_Quoted passage_
---+---
Thank you, Sharon. Good morning, everybody. Welcome to Hays quarterly update call for the three months that ended 31st March 2023, the third quarter of our FY23 year. I'm David Phillips, Head of Investor Relations, and I'm here with James Hilton, Group Finance Director. Before we begin, please be aware that this call is being recorded, with the recording accessible using the number and code provided in the release. Please be aware that our discussions may contain forward-looking statements that are based on current expectations or beliefs, as well as assumptions on future events. There are risk factors which could cause actual results to differ materially from those expressed in or implied by such statements.
Hays disclaims any intention or obligation to revise or update any forward-looking statements that have been made during this call, regardless of whether these statements are affected as a result of new information, future events, or otherwise. I will now hand you over to James.
---+---
[Saved entries]

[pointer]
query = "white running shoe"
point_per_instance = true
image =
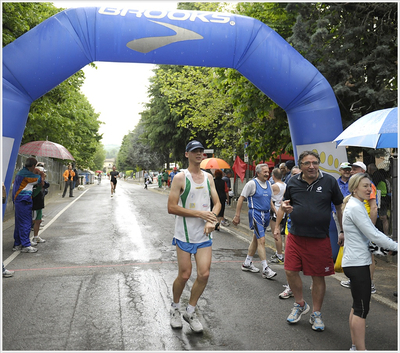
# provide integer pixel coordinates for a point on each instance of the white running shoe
(175, 318)
(250, 268)
(268, 273)
(287, 293)
(39, 239)
(28, 249)
(193, 321)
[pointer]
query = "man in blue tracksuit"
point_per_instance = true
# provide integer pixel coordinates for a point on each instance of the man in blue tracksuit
(22, 198)
(258, 192)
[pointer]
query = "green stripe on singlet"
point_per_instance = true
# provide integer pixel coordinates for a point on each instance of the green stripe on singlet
(184, 197)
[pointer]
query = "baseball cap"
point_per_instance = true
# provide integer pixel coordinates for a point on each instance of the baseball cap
(345, 165)
(192, 145)
(289, 164)
(360, 164)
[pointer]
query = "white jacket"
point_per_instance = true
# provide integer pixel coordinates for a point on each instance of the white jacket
(358, 231)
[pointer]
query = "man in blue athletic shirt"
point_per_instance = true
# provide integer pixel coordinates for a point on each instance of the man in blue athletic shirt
(258, 193)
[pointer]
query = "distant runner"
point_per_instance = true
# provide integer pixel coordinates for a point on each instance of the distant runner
(113, 180)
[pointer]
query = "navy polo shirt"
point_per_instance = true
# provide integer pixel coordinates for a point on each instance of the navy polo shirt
(311, 203)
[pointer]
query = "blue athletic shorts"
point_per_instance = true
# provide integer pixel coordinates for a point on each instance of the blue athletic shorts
(191, 247)
(258, 221)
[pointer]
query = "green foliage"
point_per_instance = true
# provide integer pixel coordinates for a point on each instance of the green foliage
(354, 45)
(136, 153)
(64, 114)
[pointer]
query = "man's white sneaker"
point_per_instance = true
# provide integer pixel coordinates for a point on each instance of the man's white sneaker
(268, 273)
(28, 249)
(193, 321)
(175, 318)
(250, 268)
(287, 293)
(39, 240)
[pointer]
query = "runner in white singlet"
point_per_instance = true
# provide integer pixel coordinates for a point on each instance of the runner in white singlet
(189, 201)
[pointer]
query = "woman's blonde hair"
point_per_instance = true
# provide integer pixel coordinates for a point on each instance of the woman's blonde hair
(354, 181)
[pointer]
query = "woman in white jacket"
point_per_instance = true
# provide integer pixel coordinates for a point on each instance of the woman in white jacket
(358, 232)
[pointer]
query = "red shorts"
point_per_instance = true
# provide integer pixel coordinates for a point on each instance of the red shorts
(313, 256)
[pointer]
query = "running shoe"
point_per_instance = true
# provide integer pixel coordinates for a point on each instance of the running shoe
(268, 273)
(250, 268)
(193, 321)
(276, 260)
(175, 318)
(345, 284)
(8, 273)
(39, 240)
(316, 321)
(29, 249)
(287, 293)
(296, 313)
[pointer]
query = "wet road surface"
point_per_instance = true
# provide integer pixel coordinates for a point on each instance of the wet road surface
(102, 281)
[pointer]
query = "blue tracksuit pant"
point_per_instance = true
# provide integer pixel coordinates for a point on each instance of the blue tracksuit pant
(23, 222)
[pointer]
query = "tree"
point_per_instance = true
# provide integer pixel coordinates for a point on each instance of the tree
(354, 45)
(136, 153)
(64, 114)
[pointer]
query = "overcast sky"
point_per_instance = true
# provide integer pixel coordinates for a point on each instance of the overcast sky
(117, 90)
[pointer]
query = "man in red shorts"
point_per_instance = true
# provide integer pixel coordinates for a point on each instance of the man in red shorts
(308, 198)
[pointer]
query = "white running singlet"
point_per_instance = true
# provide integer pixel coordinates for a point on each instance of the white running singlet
(194, 197)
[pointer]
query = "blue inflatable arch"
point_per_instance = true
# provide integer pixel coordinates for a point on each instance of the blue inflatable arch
(60, 46)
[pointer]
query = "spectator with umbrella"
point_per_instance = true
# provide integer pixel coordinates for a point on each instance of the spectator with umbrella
(68, 178)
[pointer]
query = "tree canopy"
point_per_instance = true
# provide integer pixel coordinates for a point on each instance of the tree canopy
(63, 115)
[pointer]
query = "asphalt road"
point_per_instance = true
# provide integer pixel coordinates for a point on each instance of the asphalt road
(102, 281)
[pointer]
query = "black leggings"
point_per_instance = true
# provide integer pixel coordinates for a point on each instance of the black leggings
(360, 285)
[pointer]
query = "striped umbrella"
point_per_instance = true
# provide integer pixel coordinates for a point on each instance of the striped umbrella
(377, 129)
(46, 149)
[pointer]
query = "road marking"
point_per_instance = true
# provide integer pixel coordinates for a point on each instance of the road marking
(16, 253)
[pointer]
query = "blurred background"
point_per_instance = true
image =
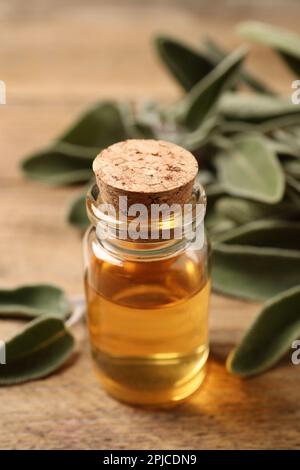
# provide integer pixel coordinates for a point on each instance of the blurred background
(56, 58)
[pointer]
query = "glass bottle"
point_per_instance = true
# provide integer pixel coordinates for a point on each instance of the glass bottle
(147, 308)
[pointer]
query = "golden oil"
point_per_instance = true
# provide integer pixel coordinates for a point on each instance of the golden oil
(148, 324)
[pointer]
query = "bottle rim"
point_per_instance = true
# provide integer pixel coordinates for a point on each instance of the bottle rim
(161, 222)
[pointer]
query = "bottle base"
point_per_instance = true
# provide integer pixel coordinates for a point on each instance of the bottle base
(152, 383)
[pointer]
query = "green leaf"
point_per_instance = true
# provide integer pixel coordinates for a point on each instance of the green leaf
(41, 348)
(205, 94)
(293, 168)
(217, 53)
(251, 170)
(293, 183)
(99, 127)
(270, 337)
(187, 65)
(254, 273)
(57, 168)
(33, 301)
(257, 108)
(284, 42)
(242, 211)
(77, 215)
(272, 233)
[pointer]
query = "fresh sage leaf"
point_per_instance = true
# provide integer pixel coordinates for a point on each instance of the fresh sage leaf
(253, 273)
(251, 170)
(266, 126)
(57, 168)
(40, 349)
(217, 53)
(205, 94)
(33, 301)
(186, 64)
(270, 337)
(256, 108)
(76, 214)
(285, 43)
(242, 211)
(293, 183)
(271, 233)
(293, 168)
(99, 127)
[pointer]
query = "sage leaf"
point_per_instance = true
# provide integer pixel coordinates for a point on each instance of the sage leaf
(186, 64)
(205, 94)
(242, 211)
(270, 337)
(33, 301)
(251, 170)
(99, 127)
(256, 108)
(293, 168)
(253, 273)
(267, 125)
(293, 183)
(56, 168)
(217, 53)
(41, 348)
(285, 43)
(272, 233)
(77, 215)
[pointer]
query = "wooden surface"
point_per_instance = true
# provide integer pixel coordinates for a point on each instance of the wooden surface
(56, 58)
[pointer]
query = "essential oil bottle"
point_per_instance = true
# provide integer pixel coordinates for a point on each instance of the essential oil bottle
(147, 277)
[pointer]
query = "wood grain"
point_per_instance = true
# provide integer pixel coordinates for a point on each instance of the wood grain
(55, 61)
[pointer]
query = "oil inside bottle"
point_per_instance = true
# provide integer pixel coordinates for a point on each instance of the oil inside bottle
(148, 325)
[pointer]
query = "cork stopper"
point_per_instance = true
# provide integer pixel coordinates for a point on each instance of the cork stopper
(146, 171)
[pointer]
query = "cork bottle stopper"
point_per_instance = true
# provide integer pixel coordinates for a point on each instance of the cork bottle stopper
(146, 171)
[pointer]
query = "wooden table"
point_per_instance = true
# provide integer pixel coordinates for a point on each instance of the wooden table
(55, 60)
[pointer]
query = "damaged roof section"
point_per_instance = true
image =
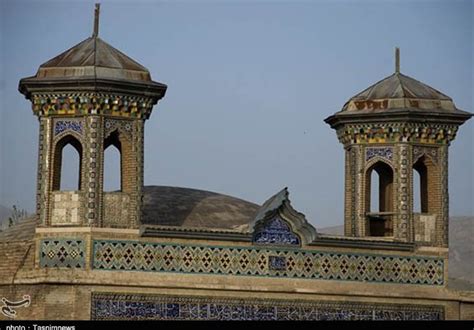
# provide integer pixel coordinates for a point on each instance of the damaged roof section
(279, 205)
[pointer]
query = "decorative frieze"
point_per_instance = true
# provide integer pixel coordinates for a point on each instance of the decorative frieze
(431, 152)
(393, 132)
(62, 253)
(61, 126)
(383, 152)
(92, 104)
(262, 261)
(125, 127)
(110, 306)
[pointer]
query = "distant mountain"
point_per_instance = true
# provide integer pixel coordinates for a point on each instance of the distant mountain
(461, 251)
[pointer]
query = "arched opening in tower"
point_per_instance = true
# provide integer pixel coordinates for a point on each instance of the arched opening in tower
(67, 164)
(379, 199)
(112, 163)
(425, 170)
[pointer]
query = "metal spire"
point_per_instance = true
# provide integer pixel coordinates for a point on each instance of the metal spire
(96, 20)
(397, 60)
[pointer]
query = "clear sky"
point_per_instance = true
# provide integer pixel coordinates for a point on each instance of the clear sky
(249, 85)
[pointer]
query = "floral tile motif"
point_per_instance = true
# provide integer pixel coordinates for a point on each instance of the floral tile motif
(110, 306)
(256, 261)
(63, 253)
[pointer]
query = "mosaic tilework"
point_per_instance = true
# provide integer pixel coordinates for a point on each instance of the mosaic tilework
(432, 152)
(92, 104)
(64, 125)
(68, 253)
(254, 261)
(109, 306)
(124, 126)
(276, 263)
(393, 132)
(384, 152)
(275, 232)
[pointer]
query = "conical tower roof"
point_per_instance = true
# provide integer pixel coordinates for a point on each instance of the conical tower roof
(93, 57)
(92, 65)
(398, 96)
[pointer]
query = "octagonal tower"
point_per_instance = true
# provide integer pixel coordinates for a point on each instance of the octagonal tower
(91, 96)
(395, 127)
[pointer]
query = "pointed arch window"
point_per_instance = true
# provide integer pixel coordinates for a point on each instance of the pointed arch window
(379, 221)
(67, 164)
(425, 169)
(113, 162)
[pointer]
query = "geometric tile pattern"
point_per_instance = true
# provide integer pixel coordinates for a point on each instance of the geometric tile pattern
(275, 232)
(110, 306)
(384, 152)
(69, 253)
(64, 125)
(254, 261)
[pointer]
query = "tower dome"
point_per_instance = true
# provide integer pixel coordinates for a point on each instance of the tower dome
(93, 65)
(390, 130)
(399, 95)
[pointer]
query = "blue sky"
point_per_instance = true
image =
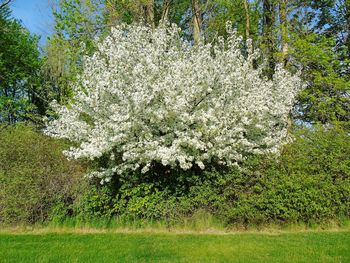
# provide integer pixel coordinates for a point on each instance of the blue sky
(36, 15)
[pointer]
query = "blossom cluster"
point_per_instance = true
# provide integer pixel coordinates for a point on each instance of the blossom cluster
(148, 96)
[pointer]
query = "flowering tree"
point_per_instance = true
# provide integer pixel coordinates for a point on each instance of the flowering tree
(149, 97)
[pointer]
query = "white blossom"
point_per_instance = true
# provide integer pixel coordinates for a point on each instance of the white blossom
(149, 97)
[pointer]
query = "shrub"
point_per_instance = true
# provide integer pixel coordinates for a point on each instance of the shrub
(35, 178)
(309, 183)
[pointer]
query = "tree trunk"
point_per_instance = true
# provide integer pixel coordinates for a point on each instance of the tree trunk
(284, 31)
(165, 12)
(196, 20)
(268, 38)
(247, 19)
(148, 13)
(347, 18)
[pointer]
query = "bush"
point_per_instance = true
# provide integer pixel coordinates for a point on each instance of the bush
(309, 183)
(36, 180)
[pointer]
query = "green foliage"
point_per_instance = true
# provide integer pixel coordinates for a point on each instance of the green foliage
(35, 178)
(309, 182)
(19, 71)
(326, 97)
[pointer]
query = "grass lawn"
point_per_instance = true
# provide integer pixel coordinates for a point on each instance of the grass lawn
(164, 247)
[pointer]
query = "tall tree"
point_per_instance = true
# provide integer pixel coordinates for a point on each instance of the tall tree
(19, 71)
(196, 21)
(247, 18)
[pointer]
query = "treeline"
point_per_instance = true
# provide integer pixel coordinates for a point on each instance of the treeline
(300, 34)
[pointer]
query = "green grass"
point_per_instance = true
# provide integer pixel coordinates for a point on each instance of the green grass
(172, 247)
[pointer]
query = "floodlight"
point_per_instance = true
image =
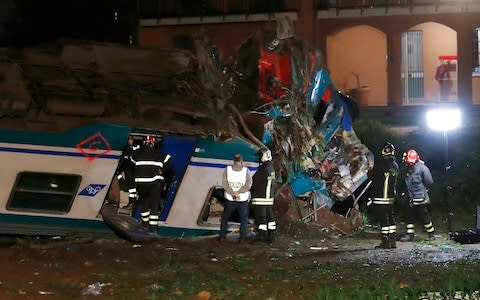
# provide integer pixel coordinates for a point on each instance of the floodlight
(444, 119)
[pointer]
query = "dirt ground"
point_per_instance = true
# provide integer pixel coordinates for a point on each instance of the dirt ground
(301, 262)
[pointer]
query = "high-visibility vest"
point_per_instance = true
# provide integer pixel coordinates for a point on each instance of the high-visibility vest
(236, 180)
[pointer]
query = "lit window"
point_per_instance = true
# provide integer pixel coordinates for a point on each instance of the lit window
(476, 52)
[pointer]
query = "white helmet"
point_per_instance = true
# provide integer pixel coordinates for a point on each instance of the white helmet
(265, 155)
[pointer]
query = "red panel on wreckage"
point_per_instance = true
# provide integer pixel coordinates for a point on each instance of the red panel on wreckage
(275, 74)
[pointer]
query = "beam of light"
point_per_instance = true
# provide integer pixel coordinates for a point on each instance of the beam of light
(444, 119)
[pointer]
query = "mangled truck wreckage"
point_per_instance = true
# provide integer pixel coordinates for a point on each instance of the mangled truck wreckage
(275, 93)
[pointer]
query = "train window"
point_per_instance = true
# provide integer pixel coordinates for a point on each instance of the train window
(44, 192)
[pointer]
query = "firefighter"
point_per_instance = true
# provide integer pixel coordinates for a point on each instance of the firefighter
(262, 197)
(237, 182)
(418, 179)
(150, 166)
(125, 172)
(385, 182)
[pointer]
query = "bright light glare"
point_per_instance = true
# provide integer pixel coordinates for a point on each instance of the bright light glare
(444, 119)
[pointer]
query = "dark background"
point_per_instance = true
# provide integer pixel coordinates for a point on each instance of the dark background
(33, 22)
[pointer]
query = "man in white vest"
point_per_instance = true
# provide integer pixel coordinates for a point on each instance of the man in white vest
(237, 181)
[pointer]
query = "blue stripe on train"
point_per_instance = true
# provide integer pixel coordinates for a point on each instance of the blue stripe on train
(115, 136)
(213, 165)
(54, 153)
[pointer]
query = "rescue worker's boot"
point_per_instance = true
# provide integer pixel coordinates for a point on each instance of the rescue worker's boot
(145, 215)
(392, 237)
(261, 236)
(271, 226)
(408, 238)
(385, 244)
(270, 236)
(152, 228)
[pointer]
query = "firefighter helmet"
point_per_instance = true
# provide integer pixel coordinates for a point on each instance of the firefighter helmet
(265, 155)
(150, 140)
(410, 157)
(388, 149)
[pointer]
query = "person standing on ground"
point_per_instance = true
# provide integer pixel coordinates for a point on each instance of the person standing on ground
(262, 197)
(150, 166)
(384, 188)
(125, 172)
(237, 182)
(418, 179)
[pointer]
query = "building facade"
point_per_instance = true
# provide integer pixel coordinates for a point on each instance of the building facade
(385, 52)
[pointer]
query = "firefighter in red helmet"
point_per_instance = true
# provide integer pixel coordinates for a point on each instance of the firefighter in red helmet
(384, 188)
(418, 179)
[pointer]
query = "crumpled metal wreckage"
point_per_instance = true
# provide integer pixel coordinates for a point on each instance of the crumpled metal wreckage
(313, 135)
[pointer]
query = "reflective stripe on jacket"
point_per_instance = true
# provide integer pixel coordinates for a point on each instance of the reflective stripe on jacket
(236, 180)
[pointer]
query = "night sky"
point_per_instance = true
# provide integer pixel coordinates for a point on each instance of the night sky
(33, 22)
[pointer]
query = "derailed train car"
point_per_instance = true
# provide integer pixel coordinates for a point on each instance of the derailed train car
(59, 183)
---+---
Resume the Hays quarterly call transcript, picking up right after its last sentence.

Thank you, David. Good morning, everyone, and thanks for joining us. I'll present the highlights and key themes of today's update and discuss the regional performances before taking questions. As usual, all net fee growth percentages are on a like-for-like basis versus prior year, unless otherwise stated. Overall, we delivered another record quarter with good growth across our key strategic areas, including Temp & Contracting and Technology, and an excellent performance in Germany. Group fees grew by 5%, including a monthly fee record in March, and our growth exit rate was 4%. Growth was led by our largest business, Temp & Contracting, which represented 59% of group fees and was up 11%. Perm fees decreased by 2% as activity levels reduced through the quarter, driven by reduced clients and candidate confidence, which led to a lengthening in time to hire in most perm markets.
Currency translation had a positive impact, increasing headline net fees by 5%. I would like to highlight the following. With Temp volumes down 2% overall, our growth in Temp was again driven by our actions to increase fee margins and our focus on higher value markets together with the positive effects of wage inflation. Overall Perm volumes, sorry, decreased by 11%, partially offset by continued increase in average Perm fee, which is up 9%. We delivered quarterly fee records in eight countries, including a standout performance in our largest business of Germany, up 23%, and also in EMEA. Our largest global specialism of Technology, 26% of group fees, also delivered another record quarter with fees up 8%.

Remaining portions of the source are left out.